[Bounding box annotation entries]
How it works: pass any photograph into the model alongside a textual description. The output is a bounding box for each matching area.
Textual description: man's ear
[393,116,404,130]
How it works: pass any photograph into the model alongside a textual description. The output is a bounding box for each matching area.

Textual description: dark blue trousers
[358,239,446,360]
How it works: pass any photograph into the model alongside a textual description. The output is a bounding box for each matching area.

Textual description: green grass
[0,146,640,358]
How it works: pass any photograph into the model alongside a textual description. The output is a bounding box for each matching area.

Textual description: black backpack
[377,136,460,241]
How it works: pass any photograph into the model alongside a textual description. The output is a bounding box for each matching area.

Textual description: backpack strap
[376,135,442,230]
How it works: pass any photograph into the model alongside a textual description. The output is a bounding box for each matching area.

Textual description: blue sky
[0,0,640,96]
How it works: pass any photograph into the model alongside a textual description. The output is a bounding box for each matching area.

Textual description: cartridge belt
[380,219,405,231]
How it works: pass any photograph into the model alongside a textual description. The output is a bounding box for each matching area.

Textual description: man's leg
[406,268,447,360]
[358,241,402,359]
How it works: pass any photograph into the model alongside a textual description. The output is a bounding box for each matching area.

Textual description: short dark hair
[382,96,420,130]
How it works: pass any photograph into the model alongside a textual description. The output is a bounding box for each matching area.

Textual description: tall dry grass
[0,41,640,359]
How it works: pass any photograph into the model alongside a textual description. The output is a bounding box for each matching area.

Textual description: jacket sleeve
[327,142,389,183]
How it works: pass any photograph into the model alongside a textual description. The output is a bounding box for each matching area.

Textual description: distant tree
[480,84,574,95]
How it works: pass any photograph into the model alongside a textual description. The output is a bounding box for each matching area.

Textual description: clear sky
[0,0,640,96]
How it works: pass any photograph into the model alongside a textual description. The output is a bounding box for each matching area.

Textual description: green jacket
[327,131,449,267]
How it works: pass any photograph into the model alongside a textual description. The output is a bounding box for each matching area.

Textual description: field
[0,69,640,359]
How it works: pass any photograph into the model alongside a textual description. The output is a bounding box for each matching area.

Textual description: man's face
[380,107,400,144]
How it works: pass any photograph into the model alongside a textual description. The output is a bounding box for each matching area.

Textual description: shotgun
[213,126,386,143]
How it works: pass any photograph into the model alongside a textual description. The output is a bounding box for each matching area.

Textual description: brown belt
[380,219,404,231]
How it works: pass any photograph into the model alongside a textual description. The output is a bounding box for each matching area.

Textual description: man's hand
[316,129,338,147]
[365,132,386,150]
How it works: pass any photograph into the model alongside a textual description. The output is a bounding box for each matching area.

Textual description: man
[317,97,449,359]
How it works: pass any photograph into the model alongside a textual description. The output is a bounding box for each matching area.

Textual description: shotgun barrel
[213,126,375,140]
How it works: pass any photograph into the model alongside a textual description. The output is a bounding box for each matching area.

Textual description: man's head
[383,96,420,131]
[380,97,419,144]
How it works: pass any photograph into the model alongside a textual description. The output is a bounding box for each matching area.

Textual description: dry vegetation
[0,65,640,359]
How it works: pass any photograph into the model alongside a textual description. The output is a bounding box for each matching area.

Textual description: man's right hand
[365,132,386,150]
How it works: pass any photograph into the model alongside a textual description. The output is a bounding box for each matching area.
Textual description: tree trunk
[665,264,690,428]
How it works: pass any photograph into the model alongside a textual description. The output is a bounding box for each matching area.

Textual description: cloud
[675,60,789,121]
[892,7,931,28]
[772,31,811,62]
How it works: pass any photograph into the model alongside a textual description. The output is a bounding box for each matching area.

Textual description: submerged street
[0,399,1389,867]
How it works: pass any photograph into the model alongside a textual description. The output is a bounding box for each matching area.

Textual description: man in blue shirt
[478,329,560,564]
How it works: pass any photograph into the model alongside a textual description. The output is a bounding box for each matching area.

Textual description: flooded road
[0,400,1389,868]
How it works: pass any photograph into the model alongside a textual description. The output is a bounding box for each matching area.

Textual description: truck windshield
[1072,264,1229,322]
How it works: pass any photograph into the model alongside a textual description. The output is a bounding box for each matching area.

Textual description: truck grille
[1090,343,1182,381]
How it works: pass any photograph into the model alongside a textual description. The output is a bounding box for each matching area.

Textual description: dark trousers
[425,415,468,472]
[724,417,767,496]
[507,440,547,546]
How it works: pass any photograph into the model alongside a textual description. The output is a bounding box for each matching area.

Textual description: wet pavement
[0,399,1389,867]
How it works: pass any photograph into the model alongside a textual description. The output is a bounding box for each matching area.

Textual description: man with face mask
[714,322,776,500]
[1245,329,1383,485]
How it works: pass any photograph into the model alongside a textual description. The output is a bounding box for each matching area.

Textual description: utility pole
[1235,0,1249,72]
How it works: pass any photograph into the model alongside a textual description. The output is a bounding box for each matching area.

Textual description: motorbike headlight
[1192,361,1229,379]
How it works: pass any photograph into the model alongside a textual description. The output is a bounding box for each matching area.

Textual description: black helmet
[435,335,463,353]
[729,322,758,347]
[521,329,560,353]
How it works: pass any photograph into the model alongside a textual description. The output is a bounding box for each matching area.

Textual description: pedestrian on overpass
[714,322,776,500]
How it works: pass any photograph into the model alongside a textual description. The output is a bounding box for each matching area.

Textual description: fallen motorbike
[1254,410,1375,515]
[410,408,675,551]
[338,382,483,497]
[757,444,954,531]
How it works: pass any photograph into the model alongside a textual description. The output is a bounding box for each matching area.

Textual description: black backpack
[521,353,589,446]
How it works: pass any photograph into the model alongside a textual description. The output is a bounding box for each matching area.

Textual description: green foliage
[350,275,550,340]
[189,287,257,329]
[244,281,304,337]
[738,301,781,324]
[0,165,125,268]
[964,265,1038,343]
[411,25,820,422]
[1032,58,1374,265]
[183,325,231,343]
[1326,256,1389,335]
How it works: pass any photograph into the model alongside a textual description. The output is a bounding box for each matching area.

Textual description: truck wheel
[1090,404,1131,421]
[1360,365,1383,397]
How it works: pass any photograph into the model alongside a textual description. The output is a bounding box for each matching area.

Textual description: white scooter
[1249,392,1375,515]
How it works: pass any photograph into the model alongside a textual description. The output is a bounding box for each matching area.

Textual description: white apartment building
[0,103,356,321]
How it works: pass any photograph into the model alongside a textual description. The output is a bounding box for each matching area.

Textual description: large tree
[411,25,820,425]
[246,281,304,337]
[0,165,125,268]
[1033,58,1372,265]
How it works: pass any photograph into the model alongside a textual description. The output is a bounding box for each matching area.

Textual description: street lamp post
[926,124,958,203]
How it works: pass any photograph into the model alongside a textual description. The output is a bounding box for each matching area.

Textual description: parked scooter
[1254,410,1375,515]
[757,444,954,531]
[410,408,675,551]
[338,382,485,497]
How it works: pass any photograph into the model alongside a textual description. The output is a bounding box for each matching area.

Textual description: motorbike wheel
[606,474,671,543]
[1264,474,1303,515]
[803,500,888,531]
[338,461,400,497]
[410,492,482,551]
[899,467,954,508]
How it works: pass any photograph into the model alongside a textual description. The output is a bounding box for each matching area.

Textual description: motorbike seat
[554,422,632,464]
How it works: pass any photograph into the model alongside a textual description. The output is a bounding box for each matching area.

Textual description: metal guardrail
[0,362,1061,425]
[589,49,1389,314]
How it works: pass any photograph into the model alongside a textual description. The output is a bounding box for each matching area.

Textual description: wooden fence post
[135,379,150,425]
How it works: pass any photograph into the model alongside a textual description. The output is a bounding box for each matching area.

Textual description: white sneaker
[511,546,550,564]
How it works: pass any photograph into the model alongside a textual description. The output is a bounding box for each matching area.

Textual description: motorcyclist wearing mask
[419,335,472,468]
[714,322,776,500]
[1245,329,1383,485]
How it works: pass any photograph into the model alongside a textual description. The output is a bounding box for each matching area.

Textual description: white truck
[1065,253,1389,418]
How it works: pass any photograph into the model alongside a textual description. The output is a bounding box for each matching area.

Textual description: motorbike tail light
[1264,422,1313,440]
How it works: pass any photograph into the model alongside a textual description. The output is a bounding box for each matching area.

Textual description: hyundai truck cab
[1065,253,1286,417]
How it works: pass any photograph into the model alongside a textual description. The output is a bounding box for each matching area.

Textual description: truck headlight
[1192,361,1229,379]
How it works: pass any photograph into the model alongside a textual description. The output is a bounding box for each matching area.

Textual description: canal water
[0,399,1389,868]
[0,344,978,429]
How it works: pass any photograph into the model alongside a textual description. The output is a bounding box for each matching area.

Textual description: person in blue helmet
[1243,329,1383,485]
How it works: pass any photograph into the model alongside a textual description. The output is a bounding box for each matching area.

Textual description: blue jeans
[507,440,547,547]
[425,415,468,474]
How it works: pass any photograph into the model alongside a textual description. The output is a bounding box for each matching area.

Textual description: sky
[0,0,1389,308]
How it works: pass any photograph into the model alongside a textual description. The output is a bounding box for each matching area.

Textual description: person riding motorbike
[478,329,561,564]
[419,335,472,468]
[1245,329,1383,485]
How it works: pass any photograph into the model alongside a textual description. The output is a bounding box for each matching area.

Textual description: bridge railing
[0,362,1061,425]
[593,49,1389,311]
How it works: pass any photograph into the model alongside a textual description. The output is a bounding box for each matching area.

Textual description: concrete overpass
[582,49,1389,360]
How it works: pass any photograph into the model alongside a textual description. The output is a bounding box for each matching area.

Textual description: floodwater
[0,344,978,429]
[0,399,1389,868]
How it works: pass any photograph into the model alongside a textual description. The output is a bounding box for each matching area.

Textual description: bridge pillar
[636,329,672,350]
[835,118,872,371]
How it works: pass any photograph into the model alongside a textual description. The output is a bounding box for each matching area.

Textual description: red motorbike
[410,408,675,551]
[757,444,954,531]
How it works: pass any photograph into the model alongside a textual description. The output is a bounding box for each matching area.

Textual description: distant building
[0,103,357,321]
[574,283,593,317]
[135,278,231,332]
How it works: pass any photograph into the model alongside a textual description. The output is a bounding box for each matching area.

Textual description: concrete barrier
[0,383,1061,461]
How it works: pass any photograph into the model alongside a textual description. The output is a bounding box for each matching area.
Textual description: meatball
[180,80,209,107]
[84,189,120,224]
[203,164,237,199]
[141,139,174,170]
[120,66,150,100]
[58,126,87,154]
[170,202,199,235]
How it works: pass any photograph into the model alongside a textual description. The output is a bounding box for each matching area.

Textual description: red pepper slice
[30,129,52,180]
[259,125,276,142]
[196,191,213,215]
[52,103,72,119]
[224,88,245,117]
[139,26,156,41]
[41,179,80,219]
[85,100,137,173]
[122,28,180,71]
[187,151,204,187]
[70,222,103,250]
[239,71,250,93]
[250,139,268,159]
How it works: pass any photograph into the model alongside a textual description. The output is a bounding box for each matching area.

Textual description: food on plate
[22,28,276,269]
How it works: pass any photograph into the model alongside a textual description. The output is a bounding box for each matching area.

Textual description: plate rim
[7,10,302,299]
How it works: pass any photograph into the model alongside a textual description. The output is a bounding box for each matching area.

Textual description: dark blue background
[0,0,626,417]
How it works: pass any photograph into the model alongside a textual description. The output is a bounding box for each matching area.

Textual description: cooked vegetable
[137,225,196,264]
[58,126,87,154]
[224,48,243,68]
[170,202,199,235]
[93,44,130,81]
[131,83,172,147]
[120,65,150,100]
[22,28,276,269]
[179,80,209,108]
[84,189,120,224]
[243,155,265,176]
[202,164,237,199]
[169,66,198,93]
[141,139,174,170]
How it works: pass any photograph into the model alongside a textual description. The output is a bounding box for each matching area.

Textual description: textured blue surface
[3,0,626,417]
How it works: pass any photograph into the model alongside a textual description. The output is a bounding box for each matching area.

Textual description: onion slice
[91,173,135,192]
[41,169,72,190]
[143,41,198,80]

→ **WHAT IS BEING ASKED**
Identify every line in the rows above that contains the word "headlight", and copy each of those lines.

→ **RESULT FOR THIS TASK**
Textual description: motorbike headlight
Textual description: truck headlight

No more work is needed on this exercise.